● Opdrachten
(1) Noem alle steden en landen die in de uitspraak als vestigingsplaats van de twee partijen worden vermeld.
(2) Schrijf uit de uitspraak het gedeelte van "In deze zaak" tot en met "vertraging van vluchten." letterlijk over.

● Tekst
+++++
ECLI:NL:RBNHO:2024:4859

Rechtbank Noord-Holland

Datum uitspraak
8 mei 2024
Publicatiedatum
16 mei 2024
Zaaknummer
10341042 \ CV EXPL 23-991
Instantie
Rechtbank Noord-Holland
Type
Uitspraak
Procedures
  • Bodemzaak
Rechters
Vindplaatsen
  • Rechtspraak.nl
AI samenvatting door LexboostAutomatisch gegenereerd

Vordering tot compensatie van annulering van luchtvaartvluchten door ARAG SE tegen PT Garuda Indonesia

In deze zaak heeft ARAG SE, een buitenlandse vennootschap gevestigd in Düsseldorf, Duitsland, een vordering ingesteld tegen PT Garuda Indonesia (Persero) TBK, een buitenlandse vennootschap gevestigd in Jakarta Pusat, Indonesië. De vordering betreft compensatie voor de annulering van luchtvaartvluchten die oorspronkelijk gepland waren voor 24 september 2020 en 9 en 10 oktober 2020. ARAG heeft de vordering ingesteld op basis van de Verordening (EG) nr. 261/2004, die gemeenschappelijke regels vaststelt voor compensatie en bijstand aan luchtreizigers bij instapweigering en annulering of langdurige vertraging van vluchten.
+++++
● Gegevensrecords
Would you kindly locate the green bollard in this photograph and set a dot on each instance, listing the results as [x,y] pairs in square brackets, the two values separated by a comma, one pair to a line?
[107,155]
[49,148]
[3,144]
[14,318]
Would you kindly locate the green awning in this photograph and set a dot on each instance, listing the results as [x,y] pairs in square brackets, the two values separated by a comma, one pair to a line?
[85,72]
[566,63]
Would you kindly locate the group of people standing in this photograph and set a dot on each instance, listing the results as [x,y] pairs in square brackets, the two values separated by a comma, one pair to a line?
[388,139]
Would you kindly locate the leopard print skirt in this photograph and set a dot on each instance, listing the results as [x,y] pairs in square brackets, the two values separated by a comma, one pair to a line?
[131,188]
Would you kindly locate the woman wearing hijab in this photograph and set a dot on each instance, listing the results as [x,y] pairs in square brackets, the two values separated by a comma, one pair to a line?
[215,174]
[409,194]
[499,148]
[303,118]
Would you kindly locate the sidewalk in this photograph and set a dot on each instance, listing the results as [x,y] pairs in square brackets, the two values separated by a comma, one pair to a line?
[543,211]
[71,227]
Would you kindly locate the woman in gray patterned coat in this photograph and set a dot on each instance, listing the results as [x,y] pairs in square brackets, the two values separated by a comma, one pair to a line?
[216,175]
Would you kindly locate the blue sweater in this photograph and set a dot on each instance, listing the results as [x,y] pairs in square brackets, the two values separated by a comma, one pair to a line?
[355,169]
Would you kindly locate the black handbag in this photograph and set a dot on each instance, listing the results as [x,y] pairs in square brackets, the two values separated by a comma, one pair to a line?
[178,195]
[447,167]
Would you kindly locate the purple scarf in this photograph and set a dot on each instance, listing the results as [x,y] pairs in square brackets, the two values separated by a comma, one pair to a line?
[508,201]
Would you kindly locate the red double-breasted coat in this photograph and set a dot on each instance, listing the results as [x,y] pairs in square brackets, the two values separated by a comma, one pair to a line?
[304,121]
+++++
● Antwoorden
(1) Düsseldorf, Duitsland, Jakarta Pusat, Indonesië

(2)
In deze zaak heeft ARAG SE, een buitenlandse vennootschap gevestigd in Düsseldorf, Duitsland, een vordering ingesteld tegen PT Garuda Indonesia (Persero) TBK, een buitenlandse vennootschap gevestigd in Jakarta Pusat, Indonesië. De vordering betreft compensatie voor de annulering van luchtvaartvluchten die oorspronkelijk gepland waren voor 24 september 2020 en 9 en 10 oktober 2020. ARAG heeft de vordering ingesteld op basis van de Verordening (EG) nr. 261/2004, die gemeenschappelijke regels vaststelt voor compensatie en bijstand aan luchtreizigers bij instapweigering en annulering of langdurige vertraging van vluchten.